Task to complete:
All of the entries need to be written out again, exactly as they are.

Data records:
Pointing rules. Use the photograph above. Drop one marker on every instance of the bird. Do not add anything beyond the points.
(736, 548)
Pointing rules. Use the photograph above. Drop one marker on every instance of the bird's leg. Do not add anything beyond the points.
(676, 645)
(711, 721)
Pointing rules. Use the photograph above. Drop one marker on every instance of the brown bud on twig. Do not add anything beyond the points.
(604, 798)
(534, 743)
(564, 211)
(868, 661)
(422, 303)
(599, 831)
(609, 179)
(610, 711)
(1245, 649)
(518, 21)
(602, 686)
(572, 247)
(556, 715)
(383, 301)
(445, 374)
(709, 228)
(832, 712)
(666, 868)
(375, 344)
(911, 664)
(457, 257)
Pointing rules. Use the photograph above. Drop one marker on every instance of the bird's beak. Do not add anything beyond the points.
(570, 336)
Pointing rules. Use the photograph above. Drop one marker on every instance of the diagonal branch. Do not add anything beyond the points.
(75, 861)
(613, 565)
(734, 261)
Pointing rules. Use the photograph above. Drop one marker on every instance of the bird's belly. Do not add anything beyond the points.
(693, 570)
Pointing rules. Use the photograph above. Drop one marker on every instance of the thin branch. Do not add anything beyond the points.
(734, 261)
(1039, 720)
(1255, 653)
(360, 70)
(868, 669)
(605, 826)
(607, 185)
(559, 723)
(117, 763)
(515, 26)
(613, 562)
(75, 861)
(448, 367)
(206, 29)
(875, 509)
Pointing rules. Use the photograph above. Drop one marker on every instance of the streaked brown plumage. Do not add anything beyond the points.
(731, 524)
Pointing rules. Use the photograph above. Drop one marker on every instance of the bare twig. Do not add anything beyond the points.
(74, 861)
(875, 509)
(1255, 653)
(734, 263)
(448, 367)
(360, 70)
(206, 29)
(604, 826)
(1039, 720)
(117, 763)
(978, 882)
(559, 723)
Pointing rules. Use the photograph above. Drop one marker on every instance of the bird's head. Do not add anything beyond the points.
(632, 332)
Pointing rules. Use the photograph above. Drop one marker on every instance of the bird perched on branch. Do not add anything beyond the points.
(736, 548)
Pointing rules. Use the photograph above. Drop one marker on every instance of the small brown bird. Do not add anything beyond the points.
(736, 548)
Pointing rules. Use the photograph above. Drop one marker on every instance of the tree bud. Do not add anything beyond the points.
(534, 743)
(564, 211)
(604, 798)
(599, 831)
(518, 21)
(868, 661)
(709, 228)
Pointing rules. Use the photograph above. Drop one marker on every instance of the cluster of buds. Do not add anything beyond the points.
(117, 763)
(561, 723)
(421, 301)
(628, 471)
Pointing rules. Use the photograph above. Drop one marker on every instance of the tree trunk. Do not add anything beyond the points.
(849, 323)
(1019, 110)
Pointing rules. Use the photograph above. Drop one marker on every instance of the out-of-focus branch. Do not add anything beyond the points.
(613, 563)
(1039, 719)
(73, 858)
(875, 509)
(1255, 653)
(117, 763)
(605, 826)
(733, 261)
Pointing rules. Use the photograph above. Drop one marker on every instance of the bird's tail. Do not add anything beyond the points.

Solution to this problem:
Pointing rules. Use the photograph above. Drop one marker on every instance of the bird. Do not add anything beyond the points.
(736, 548)
Pointing rules. Use the photograph above. Drop one marker on every instance of the bird's leg. Do not add anything beyond the points.
(676, 645)
(711, 721)
Pointing rules. Use the photograph above. Drop one marker on every instance of the brown bud on twig. Do not add anything beyond the points.
(604, 798)
(534, 743)
(564, 211)
(868, 661)
(422, 303)
(599, 831)
(609, 179)
(610, 711)
(1245, 649)
(518, 21)
(602, 686)
(572, 247)
(556, 715)
(383, 301)
(445, 374)
(709, 228)
(832, 712)
(666, 868)
(375, 344)
(911, 664)
(457, 257)
Pointing rules. Use the photograph above. Drop one marker on every instance of the bird's beak. Do not add anything beyond the points.
(570, 336)
Pointing rules. Use the photograph above. Drop one marker on every instance of the diagonal branch. Do not add anything beyond the points.
(75, 861)
(613, 565)
(734, 261)
Pointing rules. Use the photograph above. Drop one marker on every instance of the bird's belly. Do not add anything beyond the points.
(693, 570)
Pointing rules. Use the photograph above. Drop one marker on every instance of the thin branch. Do not add anything beyond the points.
(734, 261)
(1039, 720)
(1255, 653)
(360, 70)
(868, 669)
(605, 826)
(607, 185)
(559, 723)
(117, 763)
(515, 26)
(613, 562)
(75, 861)
(448, 367)
(206, 29)
(875, 509)
Pointing rules. Use the photograph above. Drop one marker on every instance of the streaked brown plumage. Do not add anything beyond the points.
(731, 524)
Pointing rules. Use the photograph above. Drop one marker on every instance of the bare twig. Do not add anything beyond the points.
(74, 861)
(875, 509)
(1255, 653)
(734, 263)
(448, 367)
(360, 70)
(206, 29)
(604, 826)
(1039, 720)
(117, 763)
(978, 882)
(559, 723)
Pointing rules. Use the photograph above. Drop one marker on every instance of the bird's head. Do not add anything beyond the points.
(632, 332)
Pointing rules. Use the photograph above. Drop one marker on every instance of the bird perched on branch. Do not add anything beyond the points.
(736, 548)
Pointing rules. Use the photograph above. Drop one marker on every instance of the small brown bird. Do not add anything beyond the points.
(736, 548)
Pointing rules. Use the photograph above. Drop one marker on every instance of the tree bud. Do not add anything beyond the points.
(534, 743)
(564, 211)
(604, 798)
(599, 831)
(518, 21)
(868, 661)
(709, 228)
Pointing rules. Use the photograph above. Drop one marker on every instance of the cluster of buds. Do not add anything beyond the points.
(117, 763)
(561, 723)
(421, 301)
(628, 471)
Pointing rules. Use the photograph above. Drop one marker on every instance of the tree trunk. Do not add anything beyond the points.
(849, 323)
(1019, 110)
Pointing rules. Use the photograph above. Drop one marker on every instance of the out-of-focus branch. Do not add anything beyond the points.
(613, 563)
(1039, 719)
(73, 858)
(875, 509)
(1255, 653)
(117, 763)
(605, 826)
(733, 261)
Pointing rules. Use the photograph above. Drop one marker on every instance of the bird's tail. Do not add anything beyond the points.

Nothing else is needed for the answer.